Text –
╔══
As angry as I am with the kids right now, I cannot bring myself to do this to them. I think it would be more humane and less humiliating for them if I were to break their arms or start getting my gear off. I abandon the notion of getting even or getting them to stop whining. We shuffle through the interminable aisles of stuff.

A few weeks ago these now grumpy things were playing in the sand and making friends on the beach. They were asking questions about pelicans and seals and sharks. They were watching TV in their pyjamas until 10am and bouncing on the trampoline until it got dark enough to go looking for possums in the ti-trees. They were sources of pride, wonder and delight. I wonder if it’s my unwillingness to be back in the old routine which is causing such poor behaviour or whether the children are in fact just pretty awful and I have been blinded by a couple of weeks by the sea.

I find some consolation in the fact that every other group in Target on this particular afternoon is composed of parents like me (sweating, whispering, very, very tense) and children like mine (rude, spoilt, ungrateful, tanned).

Behind me a mother is bargaining. ‘How about this … You agree to wear the white runners for sport and I’ll get you those chunky awful runners for the weekends. Deal?’

Two aisles away a father breaks. A kid has pushed too far. ‘That’s it, then. No way. Bad luck. You are wearing your old clothes, riding your old bike and using last year’s stuff. You are spoilt beyond belief. Never had anything like the amount of stuff you get and still it’s never enough. You can cry all you like. Tough. We’re going home.’

The atmosphere shifts. The parents have been empowered by the courage of the angry father. They start to walk a little taller, talk a little louder and say ‘no’ with voices so energetic they are almost gleeful. The kids sense the game might be up and become more … malleable. Likeable even. The tone has improved. Despite the loud music and glaring fluorescent lights designed to make clear thinking impossible, parents are putting items back on the shelves. Something spectacular has occurred. I sense I have witnessed some kind of revolution. I want to call after Angry Dad and say, ‘Thank you. Thank you. Thank you.’

But he is too busy trying to find change for the bubble gum machine.
╚══
Collected material –
╔══
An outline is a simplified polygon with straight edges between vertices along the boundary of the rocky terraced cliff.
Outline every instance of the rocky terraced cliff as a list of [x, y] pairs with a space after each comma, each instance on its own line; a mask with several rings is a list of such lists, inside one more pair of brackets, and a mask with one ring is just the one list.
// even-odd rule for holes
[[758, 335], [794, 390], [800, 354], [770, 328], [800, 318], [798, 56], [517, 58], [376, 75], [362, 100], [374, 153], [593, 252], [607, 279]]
╚══
Jobs –
a) Answer these from the shopping-trip piece:
(i) Which animals did the children ask questions about at the beach?
(ii) Until what time did the children watch TV in their pyjamas?
(iii) What is the angry father trying to find change for at the end?
b) In the shopping-trip piece, which words inside the parentheses describe the children in Target?
The listing plays no part in this work.

Answers per task –
a)
(i) Pelicans, seals and sharks.
(ii) Until 10am.
(iii) The bubble gum machine.

b) Rude, spoilt, ungrateful, tanned.